-- start Material supplied --
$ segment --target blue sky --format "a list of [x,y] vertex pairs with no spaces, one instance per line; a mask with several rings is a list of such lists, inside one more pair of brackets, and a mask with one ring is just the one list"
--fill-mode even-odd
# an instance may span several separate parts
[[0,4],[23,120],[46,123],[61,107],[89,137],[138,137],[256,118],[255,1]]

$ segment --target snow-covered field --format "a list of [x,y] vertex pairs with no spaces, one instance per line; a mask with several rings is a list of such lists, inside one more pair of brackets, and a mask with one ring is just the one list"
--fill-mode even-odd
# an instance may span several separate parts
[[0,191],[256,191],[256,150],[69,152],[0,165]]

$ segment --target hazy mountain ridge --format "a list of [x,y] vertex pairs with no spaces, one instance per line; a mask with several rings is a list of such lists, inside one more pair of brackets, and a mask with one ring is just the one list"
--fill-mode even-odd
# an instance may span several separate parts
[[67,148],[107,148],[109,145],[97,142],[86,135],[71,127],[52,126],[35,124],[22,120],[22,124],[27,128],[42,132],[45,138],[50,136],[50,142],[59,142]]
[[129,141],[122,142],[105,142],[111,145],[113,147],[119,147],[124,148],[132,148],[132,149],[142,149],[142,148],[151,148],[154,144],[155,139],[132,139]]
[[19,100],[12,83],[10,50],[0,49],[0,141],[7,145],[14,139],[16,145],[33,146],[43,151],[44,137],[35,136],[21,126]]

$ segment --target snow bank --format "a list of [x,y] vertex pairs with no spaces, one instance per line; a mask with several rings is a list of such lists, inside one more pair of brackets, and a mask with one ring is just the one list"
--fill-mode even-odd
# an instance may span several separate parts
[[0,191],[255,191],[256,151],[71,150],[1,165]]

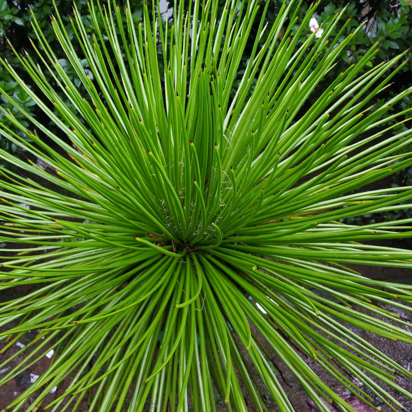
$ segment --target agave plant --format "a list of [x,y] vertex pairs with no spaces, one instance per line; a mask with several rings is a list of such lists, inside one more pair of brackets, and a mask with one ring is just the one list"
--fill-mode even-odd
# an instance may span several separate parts
[[0,384],[54,352],[9,408],[74,411],[85,400],[91,411],[216,411],[219,393],[229,410],[267,411],[269,393],[292,411],[271,352],[319,411],[324,400],[354,410],[311,359],[366,404],[402,409],[391,394],[412,398],[398,383],[412,373],[356,331],[412,343],[408,321],[389,309],[410,311],[412,292],[345,265],[412,267],[409,251],[370,241],[411,237],[412,219],[342,222],[412,197],[410,187],[359,190],[412,164],[399,154],[410,130],[392,130],[405,113],[389,111],[408,91],[370,110],[402,56],[373,66],[376,44],[305,107],[351,41],[340,14],[317,35],[316,5],[297,29],[293,2],[272,27],[269,2],[183,2],[171,24],[145,5],[136,26],[129,7],[91,0],[89,36],[75,2],[73,40],[56,10],[56,35],[87,96],[35,19],[42,64],[16,52],[35,87],[2,62],[61,130],[0,90],[28,124],[9,112],[15,129],[0,130],[24,150],[0,152],[14,166],[1,170],[0,289],[29,288],[0,304],[0,369],[16,365]]

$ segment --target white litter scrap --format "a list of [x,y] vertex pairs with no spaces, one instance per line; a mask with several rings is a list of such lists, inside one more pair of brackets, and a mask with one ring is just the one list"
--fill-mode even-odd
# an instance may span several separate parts
[[27,203],[16,203],[16,204],[18,206],[24,208],[25,209],[30,209],[30,205],[27,204]]
[[257,302],[256,303],[256,305],[258,307],[258,309],[261,312],[263,312],[265,315],[267,314],[267,312]]
[[51,359],[54,354],[54,351],[52,349],[46,354],[46,357],[48,358],[49,359]]

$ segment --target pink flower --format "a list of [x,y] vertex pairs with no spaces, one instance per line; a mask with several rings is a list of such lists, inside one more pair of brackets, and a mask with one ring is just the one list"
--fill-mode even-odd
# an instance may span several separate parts
[[309,22],[309,27],[310,28],[310,31],[313,33],[316,31],[315,37],[318,39],[322,35],[323,33],[323,29],[321,27],[319,27],[318,24],[318,21],[316,17],[312,17]]

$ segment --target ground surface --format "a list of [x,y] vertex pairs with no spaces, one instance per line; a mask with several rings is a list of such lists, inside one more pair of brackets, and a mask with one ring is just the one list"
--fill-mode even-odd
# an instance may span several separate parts
[[[402,245],[399,244],[393,246],[398,247],[402,247]],[[406,248],[409,248],[407,247]],[[407,269],[380,267],[353,267],[354,269],[360,272],[363,274],[374,279],[402,283],[412,283],[412,273],[410,270]],[[19,290],[17,288],[2,291],[0,292],[0,302],[14,298],[17,297],[18,295],[21,295],[24,293],[24,290]],[[400,313],[399,314],[403,314]],[[0,327],[0,330],[2,330],[2,329],[4,330],[4,328],[2,328]],[[400,365],[406,367],[408,363],[412,361],[412,346],[372,335],[364,332],[356,331],[356,332],[360,334],[362,337],[369,341],[376,347],[380,349]],[[36,333],[36,331],[31,331],[20,342],[23,344],[28,343],[30,338],[32,338]],[[3,342],[0,342],[0,349],[3,346]],[[44,349],[44,353],[46,353],[49,349],[50,349],[49,345]],[[310,412],[312,410],[312,408],[308,403],[308,397],[304,390],[293,374],[279,360],[276,354],[274,353],[268,347],[267,347],[267,349],[281,372],[278,373],[277,377],[286,391],[295,410],[297,412]],[[19,350],[19,348],[15,344],[13,345],[3,356],[2,358],[0,358],[0,360],[2,361],[4,360],[5,357],[8,358],[11,356]],[[14,360],[11,364],[12,365],[15,364],[15,363],[18,362],[19,360],[18,357]],[[9,402],[14,398],[17,394],[21,393],[28,387],[30,384],[30,373],[41,375],[48,368],[51,361],[51,360],[46,357],[42,356],[38,362],[33,365],[29,370],[18,375],[15,378],[10,380],[7,384],[0,387],[0,409],[5,407]],[[345,388],[339,384],[334,379],[325,372],[316,362],[308,360],[308,363],[318,376],[322,377],[323,381],[337,393],[340,396],[344,396],[347,393]],[[1,375],[0,375],[0,378],[1,377]],[[58,389],[56,393],[49,395],[47,400],[51,401],[54,398],[56,395],[61,394],[62,391],[64,390],[64,386],[70,382],[71,377],[71,375],[68,377],[63,386]],[[405,379],[401,379],[399,381],[399,384],[405,389],[412,391],[412,382],[407,382]],[[263,388],[263,385],[262,387]],[[396,399],[403,403],[407,409],[412,409],[412,400],[401,397],[399,395],[395,395],[394,393],[393,394]],[[378,403],[379,404],[379,402]],[[218,399],[217,405],[218,410],[223,411],[226,410],[222,400]],[[249,410],[255,410],[251,407],[251,404],[250,403],[249,405],[251,405]],[[272,411],[275,412],[279,410],[276,405],[271,400],[270,396],[268,396],[266,405],[271,412]],[[381,407],[382,412],[389,412],[390,410],[389,408],[384,405],[382,405]],[[87,411],[87,403],[82,402],[78,410],[80,412]],[[148,409],[147,410],[149,410]]]

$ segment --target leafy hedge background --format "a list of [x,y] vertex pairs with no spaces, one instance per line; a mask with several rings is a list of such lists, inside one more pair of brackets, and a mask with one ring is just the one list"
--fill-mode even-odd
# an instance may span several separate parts
[[[282,3],[280,0],[271,1],[269,12],[267,16],[269,25],[274,21]],[[133,19],[136,23],[139,21],[142,15],[143,2],[143,0],[131,0],[130,2]],[[119,2],[119,5],[123,5],[123,2],[124,2],[121,0]],[[33,59],[36,58],[35,54],[30,52],[33,51],[33,47],[37,47],[35,36],[33,33],[30,22],[31,14],[33,13],[38,21],[41,22],[40,26],[45,33],[48,42],[56,51],[56,54],[58,56],[60,47],[56,40],[52,28],[50,15],[52,14],[54,7],[57,7],[63,16],[68,32],[71,33],[72,36],[74,36],[72,23],[68,16],[68,15],[73,12],[72,3],[71,0],[56,0],[54,2],[53,0],[41,0],[37,2],[31,2],[25,0],[0,0],[0,56],[3,59],[7,59],[15,69],[17,70],[19,74],[28,84],[32,84],[30,79],[27,77],[27,74],[23,70],[18,70],[18,60],[11,50],[7,41],[7,38],[10,40],[15,49],[20,53],[24,54],[27,52]],[[164,5],[166,5],[165,3],[164,0]],[[173,2],[169,2],[168,3],[169,7],[172,8]],[[303,0],[302,2],[301,5],[302,18],[310,3],[309,0]],[[87,0],[76,0],[76,4],[87,33],[91,37],[94,28],[89,14]],[[222,2],[222,4],[224,4],[224,2]],[[331,79],[335,78],[339,73],[360,58],[370,46],[377,41],[380,41],[380,49],[374,60],[369,62],[369,65],[370,66],[391,58],[412,45],[412,11],[411,10],[412,0],[399,0],[399,2],[398,0],[390,0],[389,1],[388,0],[352,0],[349,2],[344,0],[333,0],[332,1],[322,0],[317,9],[317,14],[313,17],[316,18],[318,23],[321,27],[322,22],[324,22],[325,24],[328,22],[345,5],[345,14],[348,17],[351,16],[352,19],[351,24],[348,26],[346,32],[344,33],[343,35],[347,35],[359,24],[364,25],[363,29],[358,32],[357,35],[349,43],[347,49],[342,53],[339,62],[330,72]],[[171,15],[171,11],[169,11],[169,16]],[[162,16],[164,19],[166,18],[166,15],[164,13]],[[259,19],[257,19],[256,21],[258,22],[259,20]],[[340,24],[343,24],[345,20],[345,18],[341,19]],[[164,21],[162,23],[164,24]],[[300,21],[297,23],[297,30],[300,23]],[[337,30],[340,28],[338,25],[336,28]],[[306,32],[302,35],[302,37],[307,36],[310,33],[310,28],[308,27]],[[332,33],[332,35],[336,33]],[[29,37],[33,39],[33,42]],[[265,40],[264,37],[264,33],[261,39],[262,42]],[[77,48],[77,53],[81,55],[82,51],[78,44],[75,42],[74,46],[75,48]],[[245,55],[247,55],[248,54],[245,53]],[[63,55],[62,51],[61,54],[62,58],[60,59],[60,62],[64,68],[66,66],[66,61],[62,58]],[[412,57],[412,52],[410,51],[408,55],[409,57]],[[84,68],[87,71],[87,61],[84,59]],[[246,63],[246,60],[243,62],[243,66],[245,67]],[[67,70],[68,71],[68,75],[71,79],[73,79],[75,83],[76,84],[76,82],[77,81],[79,84],[77,85],[81,89],[83,87],[83,86],[80,85],[78,79],[75,78],[74,73],[70,73],[68,68]],[[92,76],[91,71],[89,71],[88,73],[91,77]],[[242,74],[242,70],[241,69],[238,73],[239,81]],[[47,73],[45,74],[47,75]],[[51,81],[52,79],[50,78],[50,80]],[[324,84],[328,84],[329,82],[325,82]],[[402,70],[395,77],[391,87],[386,89],[385,93],[386,95],[382,95],[381,99],[375,101],[375,106],[370,110],[376,110],[382,104],[382,102],[384,98],[396,94],[411,85],[412,85],[412,61],[410,60]],[[44,115],[37,110],[34,102],[21,89],[16,82],[13,81],[2,67],[0,67],[0,87],[7,91],[10,96],[12,96],[19,105],[21,105],[33,115],[36,116],[38,120],[44,124],[47,124],[52,129],[53,132],[55,133],[57,132],[56,130],[54,130],[54,126],[49,122],[49,119],[45,118]],[[32,87],[34,86],[32,85]],[[314,94],[312,98],[308,100],[305,106],[310,106],[323,91],[321,88],[319,88],[316,94]],[[85,93],[84,94],[87,95],[87,94]],[[66,103],[66,104],[69,103],[68,101]],[[412,110],[412,100],[410,96],[404,98],[400,105],[401,107],[396,108],[397,110]],[[4,98],[2,101],[0,101],[0,105],[2,109],[0,111],[0,122],[6,123],[8,122],[2,114],[2,111],[5,110],[12,110],[18,118],[21,119],[21,115],[17,112],[15,108],[12,108]],[[75,111],[74,108],[73,110]],[[304,107],[303,110],[304,110]],[[407,121],[410,115],[410,112],[405,113],[404,118],[405,121]],[[23,123],[26,122],[22,119],[21,121]],[[405,127],[404,124],[400,123],[397,126],[397,129],[402,129]],[[385,127],[385,125],[382,125],[382,129]],[[392,132],[396,132],[396,130]],[[61,137],[64,138],[64,136]],[[0,147],[9,152],[14,152],[17,150],[13,143],[6,141],[1,136]],[[409,147],[405,150],[412,152],[412,147]],[[412,168],[404,170],[394,178],[391,177],[390,180],[384,182],[384,184],[387,187],[390,187],[391,185],[393,186],[412,185]],[[392,220],[411,216],[412,209],[401,209],[388,213],[381,216],[374,216],[372,221],[376,219]],[[371,218],[370,216],[365,215],[352,219],[351,222],[348,222],[361,223],[363,221],[371,221]]]

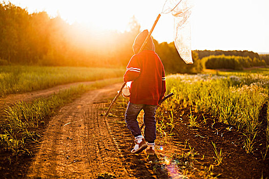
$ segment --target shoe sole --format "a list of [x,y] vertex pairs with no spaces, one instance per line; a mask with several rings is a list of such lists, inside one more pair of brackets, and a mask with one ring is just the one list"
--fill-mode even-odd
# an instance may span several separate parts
-- end Material supplied --
Objective:
Rewrite only the listing lines from the one containing "--target snow bank" through the one containing "[[0,191],[255,191],[256,151],[71,150],[1,165]]", inclusive, with "even-odd" changed to "nonzero" and everything else kept as it is.

Exercise answer:
$ segment --target snow bank --format "a list of [x,y] vertex pairs with no spaces, one instance per line; a mask with several rings is a list of such lists, inside one more pair of brackets, and a mask with one ring is just the one list"
--fill-mode nonzero
# an instance may span several separate parts
[[0,191],[255,191],[256,151],[71,150],[1,165]]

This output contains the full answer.